→ **Exercise description**:
Output the line containing "For each instance of the dried seed" and all subsequent lines of the listing below, copied exactly, with no other lines.

→ **Information shown**:
┄┄┄┄┄┄┄┄┄┄┄┄┄┄┄┄┄┄┄┄
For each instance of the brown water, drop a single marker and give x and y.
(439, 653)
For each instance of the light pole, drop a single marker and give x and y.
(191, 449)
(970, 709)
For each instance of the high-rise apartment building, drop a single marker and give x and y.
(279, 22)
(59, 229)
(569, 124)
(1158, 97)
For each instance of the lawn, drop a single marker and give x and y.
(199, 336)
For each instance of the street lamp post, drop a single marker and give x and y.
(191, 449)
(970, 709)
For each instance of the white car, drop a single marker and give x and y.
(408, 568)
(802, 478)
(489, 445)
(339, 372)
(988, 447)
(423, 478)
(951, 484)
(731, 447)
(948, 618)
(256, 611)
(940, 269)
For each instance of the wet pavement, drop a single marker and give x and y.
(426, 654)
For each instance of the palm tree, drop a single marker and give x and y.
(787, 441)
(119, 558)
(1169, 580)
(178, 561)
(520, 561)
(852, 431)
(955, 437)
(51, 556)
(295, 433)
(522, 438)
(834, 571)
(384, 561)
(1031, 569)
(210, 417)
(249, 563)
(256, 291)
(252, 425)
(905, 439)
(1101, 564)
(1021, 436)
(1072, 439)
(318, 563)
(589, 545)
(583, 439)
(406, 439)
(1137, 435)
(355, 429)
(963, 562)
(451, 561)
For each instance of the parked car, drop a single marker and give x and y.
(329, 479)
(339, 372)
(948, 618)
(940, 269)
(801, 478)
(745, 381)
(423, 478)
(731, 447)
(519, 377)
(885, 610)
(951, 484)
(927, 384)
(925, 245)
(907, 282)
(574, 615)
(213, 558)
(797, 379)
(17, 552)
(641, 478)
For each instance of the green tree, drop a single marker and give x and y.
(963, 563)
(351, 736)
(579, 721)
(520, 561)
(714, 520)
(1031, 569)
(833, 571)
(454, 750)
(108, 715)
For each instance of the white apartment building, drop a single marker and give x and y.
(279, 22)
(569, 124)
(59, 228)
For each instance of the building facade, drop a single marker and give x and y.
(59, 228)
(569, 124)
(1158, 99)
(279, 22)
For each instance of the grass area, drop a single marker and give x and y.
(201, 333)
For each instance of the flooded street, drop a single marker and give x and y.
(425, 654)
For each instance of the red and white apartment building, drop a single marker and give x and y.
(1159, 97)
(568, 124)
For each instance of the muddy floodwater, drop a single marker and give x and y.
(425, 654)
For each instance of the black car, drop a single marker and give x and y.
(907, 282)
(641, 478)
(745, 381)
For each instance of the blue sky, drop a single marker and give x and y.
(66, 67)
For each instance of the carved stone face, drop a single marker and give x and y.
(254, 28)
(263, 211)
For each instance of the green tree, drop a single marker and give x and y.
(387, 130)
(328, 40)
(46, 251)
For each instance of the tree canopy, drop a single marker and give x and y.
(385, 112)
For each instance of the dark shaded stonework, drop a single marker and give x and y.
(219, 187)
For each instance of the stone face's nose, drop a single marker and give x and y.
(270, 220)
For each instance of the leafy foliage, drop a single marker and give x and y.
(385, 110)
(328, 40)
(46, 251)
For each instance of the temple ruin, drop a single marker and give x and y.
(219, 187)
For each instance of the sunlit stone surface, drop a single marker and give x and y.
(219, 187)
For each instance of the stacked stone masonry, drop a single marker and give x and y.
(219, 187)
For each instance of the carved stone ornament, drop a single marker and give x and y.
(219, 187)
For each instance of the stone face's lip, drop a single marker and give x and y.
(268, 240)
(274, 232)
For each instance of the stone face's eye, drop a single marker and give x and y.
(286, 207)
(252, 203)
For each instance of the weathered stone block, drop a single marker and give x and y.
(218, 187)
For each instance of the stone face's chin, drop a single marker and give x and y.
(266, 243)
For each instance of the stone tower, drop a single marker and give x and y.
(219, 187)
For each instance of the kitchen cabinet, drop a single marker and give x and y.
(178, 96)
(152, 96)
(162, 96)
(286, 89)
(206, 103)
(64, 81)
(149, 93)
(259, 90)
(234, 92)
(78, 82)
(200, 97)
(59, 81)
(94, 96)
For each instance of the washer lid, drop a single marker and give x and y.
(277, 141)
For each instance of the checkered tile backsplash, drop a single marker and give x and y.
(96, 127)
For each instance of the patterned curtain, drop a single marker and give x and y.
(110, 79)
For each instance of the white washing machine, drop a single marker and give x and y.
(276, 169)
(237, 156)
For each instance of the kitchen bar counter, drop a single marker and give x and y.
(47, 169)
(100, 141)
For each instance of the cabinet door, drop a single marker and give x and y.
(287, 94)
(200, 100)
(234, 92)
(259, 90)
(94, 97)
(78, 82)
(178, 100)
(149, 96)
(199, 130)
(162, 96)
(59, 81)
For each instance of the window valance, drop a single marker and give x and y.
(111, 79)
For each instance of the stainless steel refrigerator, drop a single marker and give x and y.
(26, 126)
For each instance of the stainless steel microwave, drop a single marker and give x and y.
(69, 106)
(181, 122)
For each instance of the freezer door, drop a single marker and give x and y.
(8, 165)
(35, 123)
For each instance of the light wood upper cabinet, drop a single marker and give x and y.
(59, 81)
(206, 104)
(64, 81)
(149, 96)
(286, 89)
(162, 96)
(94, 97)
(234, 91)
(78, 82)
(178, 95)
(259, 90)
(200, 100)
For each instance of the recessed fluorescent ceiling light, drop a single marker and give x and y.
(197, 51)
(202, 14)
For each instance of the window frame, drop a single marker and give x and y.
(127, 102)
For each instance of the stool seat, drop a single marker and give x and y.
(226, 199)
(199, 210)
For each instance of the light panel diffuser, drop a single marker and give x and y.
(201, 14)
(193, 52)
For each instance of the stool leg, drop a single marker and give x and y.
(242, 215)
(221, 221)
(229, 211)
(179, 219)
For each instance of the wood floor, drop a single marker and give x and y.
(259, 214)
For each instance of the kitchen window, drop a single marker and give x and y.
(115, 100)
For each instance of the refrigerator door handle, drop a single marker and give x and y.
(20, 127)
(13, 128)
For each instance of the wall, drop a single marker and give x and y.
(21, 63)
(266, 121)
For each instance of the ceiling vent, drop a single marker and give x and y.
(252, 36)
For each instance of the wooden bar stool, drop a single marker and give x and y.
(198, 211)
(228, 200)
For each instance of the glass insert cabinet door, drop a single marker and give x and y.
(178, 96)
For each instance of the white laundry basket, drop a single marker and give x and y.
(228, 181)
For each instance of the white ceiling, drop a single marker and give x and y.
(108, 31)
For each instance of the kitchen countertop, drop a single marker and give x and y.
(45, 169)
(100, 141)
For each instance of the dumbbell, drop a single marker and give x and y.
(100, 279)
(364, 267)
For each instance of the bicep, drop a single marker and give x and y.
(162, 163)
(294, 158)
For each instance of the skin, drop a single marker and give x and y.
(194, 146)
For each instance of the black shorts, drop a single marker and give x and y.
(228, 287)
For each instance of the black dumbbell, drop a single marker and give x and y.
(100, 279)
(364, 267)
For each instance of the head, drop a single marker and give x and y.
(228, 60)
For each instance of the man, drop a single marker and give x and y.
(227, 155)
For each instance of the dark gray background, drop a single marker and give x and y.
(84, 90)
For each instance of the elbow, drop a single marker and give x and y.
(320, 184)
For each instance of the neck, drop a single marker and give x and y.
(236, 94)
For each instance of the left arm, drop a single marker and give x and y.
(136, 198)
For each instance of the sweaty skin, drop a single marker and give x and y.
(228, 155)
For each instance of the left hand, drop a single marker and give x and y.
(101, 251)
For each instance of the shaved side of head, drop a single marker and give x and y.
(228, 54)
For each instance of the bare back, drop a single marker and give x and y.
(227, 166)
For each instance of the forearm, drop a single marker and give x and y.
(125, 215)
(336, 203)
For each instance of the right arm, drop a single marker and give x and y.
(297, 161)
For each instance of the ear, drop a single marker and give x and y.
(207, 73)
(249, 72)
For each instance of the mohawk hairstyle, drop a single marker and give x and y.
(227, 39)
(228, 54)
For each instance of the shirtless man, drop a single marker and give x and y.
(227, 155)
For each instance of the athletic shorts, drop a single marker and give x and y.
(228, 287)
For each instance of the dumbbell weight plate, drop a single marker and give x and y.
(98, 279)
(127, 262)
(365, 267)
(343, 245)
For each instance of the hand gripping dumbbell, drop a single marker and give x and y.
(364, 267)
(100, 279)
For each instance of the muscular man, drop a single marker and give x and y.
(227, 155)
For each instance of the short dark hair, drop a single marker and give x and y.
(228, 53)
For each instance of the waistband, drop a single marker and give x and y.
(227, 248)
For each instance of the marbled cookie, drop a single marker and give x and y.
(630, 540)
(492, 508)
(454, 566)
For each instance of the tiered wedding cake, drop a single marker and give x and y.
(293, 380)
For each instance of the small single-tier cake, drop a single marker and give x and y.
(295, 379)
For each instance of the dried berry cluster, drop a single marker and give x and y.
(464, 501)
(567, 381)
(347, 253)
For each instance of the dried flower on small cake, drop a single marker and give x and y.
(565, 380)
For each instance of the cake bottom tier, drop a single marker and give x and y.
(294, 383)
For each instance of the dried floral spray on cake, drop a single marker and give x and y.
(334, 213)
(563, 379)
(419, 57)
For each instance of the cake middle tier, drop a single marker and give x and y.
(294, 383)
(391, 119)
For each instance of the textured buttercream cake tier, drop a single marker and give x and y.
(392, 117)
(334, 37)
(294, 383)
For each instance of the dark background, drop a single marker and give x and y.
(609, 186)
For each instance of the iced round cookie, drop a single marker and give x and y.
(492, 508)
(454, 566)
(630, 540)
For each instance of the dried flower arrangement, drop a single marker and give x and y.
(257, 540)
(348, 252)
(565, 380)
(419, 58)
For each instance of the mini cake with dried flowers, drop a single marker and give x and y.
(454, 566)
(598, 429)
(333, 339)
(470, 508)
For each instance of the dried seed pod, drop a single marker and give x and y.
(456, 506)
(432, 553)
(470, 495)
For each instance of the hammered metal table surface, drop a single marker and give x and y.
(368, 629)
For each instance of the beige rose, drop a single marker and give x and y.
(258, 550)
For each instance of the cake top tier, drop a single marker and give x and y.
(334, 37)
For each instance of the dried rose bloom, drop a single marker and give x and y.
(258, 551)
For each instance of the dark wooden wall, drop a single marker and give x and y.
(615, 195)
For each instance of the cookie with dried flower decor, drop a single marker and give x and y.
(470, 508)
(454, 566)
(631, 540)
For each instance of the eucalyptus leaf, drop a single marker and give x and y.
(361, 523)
┄┄┄┄┄┄┄┄┄┄┄┄┄┄┄┄┄┄┄┄
→ **Exercise answer**:
For each instance of the dried seed pod, drop a single marker and give x and y.
(456, 506)
(432, 553)
(470, 495)
For each instance of the hammered metal table surface, drop a single marker and give x and y.
(368, 629)
For each instance of the beige rose, drop a single marker and give x and y.
(258, 550)
For each instance of the cake top tier, drop a single marker and give x and y.
(334, 37)
For each instance of the dried rose bloom, drop a single marker and give x and y.
(258, 551)
For each instance of the dark wooden wall, drop a single marker and give x and y.
(615, 195)
For each instance of the cookie with dried flower decor, drop a single marker and give x and y.
(470, 508)
(454, 566)
(631, 540)
For each instance of the eucalyptus leaf, drop a single marker and give x and y.
(361, 523)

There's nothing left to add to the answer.